== Reading passage ==
==================================================
Stephen Frears’ dark drama about the hard, often dangerous existence of illegal immigrants living in the margins of London society still packs as hard a punch as it did when it was released twenty years ago. Starring Chiwetel Ejiofor and Audrey Tatou and written by Peaky Blinders creator Steven Knight, it’s a confident mix of gritty social realism and tense thrills that shines a much needed light on the realities of life for millions of the city’s undocumented residents in the pre-Brexit, pre-Tory chaos of the present.

The film succeeds on both its levels as a social realist slice of life drama and a taut London back-alley thriller

Ejiofor plays Nigerian immigrant Okwe, a taxi driver and hotel attendant who shares his matchbox living quarters with Audrey Tatou’s Turkish émigré Senay. When Okwe makes a grim discovery one night in a hotel room toilet, he and Senay find themselves thrown into the shadowy world of the city’s black market that will challenge their moral certainties and lead them to make heartbreakingly difficult decisions to protect themselves from the ever-present looming threat of deportation.
==================================================
== Provided information ==

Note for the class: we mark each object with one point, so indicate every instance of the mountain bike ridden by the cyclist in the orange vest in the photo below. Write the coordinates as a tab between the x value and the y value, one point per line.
==================================================
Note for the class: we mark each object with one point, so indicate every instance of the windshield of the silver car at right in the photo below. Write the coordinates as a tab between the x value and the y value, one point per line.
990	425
==================================================
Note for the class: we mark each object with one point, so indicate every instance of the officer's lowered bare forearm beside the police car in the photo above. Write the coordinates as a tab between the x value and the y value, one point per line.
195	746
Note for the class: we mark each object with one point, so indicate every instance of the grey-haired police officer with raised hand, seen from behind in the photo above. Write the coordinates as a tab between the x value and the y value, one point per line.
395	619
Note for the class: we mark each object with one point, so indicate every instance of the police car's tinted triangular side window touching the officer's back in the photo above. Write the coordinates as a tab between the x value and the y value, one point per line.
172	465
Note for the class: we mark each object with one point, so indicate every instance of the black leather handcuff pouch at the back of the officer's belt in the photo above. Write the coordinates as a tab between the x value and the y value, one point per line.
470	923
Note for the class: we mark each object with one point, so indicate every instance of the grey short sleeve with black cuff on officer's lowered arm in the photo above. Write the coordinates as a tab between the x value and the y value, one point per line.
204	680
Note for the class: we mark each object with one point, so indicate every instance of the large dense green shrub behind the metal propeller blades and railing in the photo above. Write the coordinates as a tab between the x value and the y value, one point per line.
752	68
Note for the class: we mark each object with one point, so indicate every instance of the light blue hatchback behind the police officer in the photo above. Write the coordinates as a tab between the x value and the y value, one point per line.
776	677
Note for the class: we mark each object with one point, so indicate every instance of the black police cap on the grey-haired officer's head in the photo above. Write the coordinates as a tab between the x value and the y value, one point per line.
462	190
==================================================
== Things to do ==
1) Extract the passage of the film review starting at "Stephen Frears’ dark" and ending at "of the present.".
2) Continue the review of the Stephen Frears drama from where it stops.
The records were taken from a separate source.

== Answers in order ==
1)
Stephen Frears’ dark drama about the hard, often dangerous existence of illegal immigrants living in the margins of London society still packs as hard a punch as it did when it was released twenty years ago. Starring Chiwetel Ejiofor and Audrey Tatou and written by Peaky Blinders creator Steven Knight, it’s a confident mix of gritty social realism and tense thrills that shines a much needed light on the realities of life for millions of the city’s undocumented residents in the pre-Brexit, pre-Tory chaos of the present.

2)
Thanks to Frears’ keen sense of place and empathy for the predicament of its ordinary characters caught up in the swell of larger forces beyond their control and a slow-burning, carefully plotted, script by Knight, the film succeeds on both its levels as a social realist slice of life drama and a taut London back-alley thriller, buoyed by a stellar performance from Ejiofor and distinctively noirish cinematography from the legendary Chris Menges.